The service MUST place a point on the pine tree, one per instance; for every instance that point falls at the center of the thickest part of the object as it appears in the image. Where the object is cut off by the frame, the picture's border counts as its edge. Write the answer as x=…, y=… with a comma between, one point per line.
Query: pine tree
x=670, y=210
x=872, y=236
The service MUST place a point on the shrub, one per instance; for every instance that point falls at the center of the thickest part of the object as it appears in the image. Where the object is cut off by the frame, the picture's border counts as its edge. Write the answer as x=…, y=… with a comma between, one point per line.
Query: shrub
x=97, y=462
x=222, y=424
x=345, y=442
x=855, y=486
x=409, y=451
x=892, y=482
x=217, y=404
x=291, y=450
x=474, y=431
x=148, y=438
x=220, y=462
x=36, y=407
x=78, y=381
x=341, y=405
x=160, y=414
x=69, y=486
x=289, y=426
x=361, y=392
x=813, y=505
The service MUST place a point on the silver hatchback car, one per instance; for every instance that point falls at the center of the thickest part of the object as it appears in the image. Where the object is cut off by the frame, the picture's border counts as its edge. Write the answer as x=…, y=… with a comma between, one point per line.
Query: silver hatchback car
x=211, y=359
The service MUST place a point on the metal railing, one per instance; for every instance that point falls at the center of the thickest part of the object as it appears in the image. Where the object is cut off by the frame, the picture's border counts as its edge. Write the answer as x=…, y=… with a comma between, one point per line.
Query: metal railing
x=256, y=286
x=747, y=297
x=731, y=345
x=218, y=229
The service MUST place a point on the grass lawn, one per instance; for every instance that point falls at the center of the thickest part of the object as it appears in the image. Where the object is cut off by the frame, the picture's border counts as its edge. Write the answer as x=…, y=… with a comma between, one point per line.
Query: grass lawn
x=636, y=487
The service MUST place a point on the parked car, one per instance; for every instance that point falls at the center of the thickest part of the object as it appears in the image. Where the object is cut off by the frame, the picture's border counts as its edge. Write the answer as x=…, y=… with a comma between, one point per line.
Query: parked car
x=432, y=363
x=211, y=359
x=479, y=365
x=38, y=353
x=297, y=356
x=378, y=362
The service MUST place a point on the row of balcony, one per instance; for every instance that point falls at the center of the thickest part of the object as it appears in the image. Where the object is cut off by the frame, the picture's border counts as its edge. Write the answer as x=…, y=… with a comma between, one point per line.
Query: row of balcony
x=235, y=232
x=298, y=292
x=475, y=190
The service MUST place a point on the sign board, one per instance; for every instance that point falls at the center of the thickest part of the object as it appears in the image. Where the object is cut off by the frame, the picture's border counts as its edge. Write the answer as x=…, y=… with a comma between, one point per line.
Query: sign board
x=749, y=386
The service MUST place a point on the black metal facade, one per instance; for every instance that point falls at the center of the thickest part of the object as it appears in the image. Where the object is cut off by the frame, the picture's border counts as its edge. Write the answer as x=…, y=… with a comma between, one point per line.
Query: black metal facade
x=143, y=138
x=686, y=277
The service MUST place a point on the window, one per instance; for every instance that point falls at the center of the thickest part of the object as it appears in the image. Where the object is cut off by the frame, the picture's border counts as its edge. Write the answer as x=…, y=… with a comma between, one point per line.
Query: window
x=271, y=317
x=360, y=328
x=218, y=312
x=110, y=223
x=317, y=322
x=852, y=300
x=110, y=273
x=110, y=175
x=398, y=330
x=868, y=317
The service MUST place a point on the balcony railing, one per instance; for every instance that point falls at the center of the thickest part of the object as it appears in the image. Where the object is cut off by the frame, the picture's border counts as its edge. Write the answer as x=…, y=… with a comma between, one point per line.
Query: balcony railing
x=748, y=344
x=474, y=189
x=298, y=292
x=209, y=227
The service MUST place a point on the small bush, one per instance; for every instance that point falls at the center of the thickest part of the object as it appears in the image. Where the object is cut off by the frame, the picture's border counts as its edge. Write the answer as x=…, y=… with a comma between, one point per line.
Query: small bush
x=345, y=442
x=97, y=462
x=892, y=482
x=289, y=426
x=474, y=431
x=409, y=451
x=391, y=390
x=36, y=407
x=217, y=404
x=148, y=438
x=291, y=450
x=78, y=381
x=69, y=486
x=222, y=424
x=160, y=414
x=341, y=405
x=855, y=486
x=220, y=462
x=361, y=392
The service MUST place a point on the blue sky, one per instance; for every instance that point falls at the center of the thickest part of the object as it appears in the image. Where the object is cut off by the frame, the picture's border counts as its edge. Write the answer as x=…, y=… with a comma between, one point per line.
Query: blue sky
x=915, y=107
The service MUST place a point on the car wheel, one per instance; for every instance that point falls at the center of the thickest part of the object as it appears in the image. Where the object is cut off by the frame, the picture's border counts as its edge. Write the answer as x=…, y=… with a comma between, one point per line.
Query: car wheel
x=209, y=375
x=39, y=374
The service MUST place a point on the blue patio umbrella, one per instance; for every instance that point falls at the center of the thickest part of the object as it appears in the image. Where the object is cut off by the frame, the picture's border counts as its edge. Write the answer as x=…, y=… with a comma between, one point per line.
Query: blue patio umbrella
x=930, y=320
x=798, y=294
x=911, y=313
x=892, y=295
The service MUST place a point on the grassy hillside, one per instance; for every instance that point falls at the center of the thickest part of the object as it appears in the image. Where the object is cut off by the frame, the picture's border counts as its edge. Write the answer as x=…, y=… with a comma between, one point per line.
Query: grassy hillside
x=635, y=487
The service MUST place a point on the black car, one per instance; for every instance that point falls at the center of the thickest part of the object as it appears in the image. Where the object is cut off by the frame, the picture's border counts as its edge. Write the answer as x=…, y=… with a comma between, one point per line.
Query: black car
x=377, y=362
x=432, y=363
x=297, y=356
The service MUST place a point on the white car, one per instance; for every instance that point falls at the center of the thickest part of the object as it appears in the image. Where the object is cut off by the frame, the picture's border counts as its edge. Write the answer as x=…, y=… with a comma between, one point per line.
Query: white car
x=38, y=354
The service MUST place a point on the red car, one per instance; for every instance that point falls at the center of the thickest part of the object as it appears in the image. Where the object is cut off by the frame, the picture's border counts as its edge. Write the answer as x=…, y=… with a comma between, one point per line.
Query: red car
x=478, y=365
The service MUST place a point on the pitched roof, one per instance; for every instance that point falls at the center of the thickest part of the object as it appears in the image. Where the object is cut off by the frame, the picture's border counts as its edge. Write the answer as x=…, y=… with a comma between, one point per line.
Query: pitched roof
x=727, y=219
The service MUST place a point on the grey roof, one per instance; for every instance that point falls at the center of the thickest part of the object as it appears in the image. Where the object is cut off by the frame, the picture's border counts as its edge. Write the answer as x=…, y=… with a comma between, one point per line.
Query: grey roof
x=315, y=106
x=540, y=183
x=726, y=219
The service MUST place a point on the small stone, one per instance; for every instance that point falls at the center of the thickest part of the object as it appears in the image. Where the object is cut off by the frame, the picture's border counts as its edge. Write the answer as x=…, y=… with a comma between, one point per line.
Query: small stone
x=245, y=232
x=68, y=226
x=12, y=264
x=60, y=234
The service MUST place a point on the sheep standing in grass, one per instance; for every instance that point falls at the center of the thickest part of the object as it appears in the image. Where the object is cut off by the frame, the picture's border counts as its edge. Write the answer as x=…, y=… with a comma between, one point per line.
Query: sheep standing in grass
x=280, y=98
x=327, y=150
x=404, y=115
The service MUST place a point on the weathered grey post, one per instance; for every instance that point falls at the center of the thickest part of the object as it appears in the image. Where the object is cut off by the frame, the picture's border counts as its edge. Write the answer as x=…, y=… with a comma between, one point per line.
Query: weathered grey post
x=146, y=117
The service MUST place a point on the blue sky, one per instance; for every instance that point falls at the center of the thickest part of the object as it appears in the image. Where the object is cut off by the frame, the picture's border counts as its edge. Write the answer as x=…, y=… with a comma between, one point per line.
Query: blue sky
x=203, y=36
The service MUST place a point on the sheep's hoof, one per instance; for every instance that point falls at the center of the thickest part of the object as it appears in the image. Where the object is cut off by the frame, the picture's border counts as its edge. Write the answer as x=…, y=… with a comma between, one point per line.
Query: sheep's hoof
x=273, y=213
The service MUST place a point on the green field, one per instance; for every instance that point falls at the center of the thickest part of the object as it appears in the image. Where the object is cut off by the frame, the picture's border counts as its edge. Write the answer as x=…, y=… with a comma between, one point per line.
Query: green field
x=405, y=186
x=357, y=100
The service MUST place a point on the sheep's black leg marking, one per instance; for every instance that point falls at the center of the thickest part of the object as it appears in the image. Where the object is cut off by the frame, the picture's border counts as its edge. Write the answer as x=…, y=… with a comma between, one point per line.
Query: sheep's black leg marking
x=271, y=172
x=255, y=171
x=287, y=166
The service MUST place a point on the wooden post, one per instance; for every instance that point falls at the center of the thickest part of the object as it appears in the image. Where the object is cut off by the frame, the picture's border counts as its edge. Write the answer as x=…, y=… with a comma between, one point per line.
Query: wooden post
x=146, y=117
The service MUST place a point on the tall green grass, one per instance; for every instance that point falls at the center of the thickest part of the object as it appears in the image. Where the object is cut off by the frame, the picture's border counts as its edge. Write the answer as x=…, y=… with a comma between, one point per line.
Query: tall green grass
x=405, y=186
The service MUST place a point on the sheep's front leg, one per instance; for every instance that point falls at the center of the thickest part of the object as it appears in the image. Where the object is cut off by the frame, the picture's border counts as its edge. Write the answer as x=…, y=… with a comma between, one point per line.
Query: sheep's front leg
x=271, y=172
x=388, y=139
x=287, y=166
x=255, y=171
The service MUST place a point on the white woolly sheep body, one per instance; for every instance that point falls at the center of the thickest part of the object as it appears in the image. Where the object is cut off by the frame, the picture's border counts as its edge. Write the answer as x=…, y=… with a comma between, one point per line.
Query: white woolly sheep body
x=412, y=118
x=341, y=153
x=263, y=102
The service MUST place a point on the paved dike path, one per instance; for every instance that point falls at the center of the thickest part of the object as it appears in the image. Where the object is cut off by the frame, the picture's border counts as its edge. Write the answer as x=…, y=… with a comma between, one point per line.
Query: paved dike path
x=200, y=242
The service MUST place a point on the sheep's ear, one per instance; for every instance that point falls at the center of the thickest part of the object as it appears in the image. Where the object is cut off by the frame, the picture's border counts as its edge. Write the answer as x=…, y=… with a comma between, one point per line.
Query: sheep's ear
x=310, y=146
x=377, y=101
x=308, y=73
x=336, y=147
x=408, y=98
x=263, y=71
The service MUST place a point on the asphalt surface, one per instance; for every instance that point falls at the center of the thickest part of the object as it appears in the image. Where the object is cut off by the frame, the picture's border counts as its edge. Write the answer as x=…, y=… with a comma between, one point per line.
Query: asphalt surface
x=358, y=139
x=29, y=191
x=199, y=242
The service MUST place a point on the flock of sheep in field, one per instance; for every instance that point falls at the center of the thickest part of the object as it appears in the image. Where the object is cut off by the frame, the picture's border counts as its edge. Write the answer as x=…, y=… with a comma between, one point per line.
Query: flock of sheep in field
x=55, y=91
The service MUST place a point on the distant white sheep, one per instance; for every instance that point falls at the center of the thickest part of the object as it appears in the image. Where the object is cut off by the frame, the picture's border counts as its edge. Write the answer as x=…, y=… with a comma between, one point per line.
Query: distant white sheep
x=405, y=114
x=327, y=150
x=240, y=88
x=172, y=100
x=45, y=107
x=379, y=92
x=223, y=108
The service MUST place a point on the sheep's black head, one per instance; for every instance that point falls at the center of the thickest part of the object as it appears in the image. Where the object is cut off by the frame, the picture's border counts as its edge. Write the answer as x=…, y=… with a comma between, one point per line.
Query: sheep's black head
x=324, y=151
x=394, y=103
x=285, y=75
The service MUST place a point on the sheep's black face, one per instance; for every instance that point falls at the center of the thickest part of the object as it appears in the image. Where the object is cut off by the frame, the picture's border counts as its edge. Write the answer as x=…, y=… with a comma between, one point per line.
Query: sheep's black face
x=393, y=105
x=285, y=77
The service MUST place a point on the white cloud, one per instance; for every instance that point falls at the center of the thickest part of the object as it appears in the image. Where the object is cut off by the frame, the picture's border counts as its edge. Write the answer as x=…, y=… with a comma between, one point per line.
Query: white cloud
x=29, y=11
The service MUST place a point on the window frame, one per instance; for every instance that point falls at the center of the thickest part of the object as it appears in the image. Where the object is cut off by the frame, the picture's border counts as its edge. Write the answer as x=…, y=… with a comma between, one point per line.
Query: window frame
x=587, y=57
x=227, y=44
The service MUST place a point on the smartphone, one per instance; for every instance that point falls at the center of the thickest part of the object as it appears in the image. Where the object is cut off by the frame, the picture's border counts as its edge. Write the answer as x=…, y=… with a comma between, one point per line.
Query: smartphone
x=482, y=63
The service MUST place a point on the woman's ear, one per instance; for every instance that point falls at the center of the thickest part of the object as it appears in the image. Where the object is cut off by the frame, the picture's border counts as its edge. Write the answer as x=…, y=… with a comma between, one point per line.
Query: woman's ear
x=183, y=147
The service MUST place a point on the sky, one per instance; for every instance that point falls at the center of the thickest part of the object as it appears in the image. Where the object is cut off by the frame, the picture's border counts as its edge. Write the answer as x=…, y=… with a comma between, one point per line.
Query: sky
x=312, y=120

----

Task prompt |
Convert everything from the first item above down to the line containing "x=872, y=236" into a two-column CSV with the header item_text,answer. Give one row per item, put each field in double quotes, and replace any line breaks inside a field with spaces.

Worked answer |
item_text,answer
"The service MUST place a point on the pine tree, one per instance; for every instance that point falls at the center of the thickest part of the object as it appears in the image. Where the object is cut off by the frame, the picture's border counts as its edge. Write the answer as x=…, y=… with a comma between, one point per line. Query: pine tree","x=670, y=210 x=872, y=236"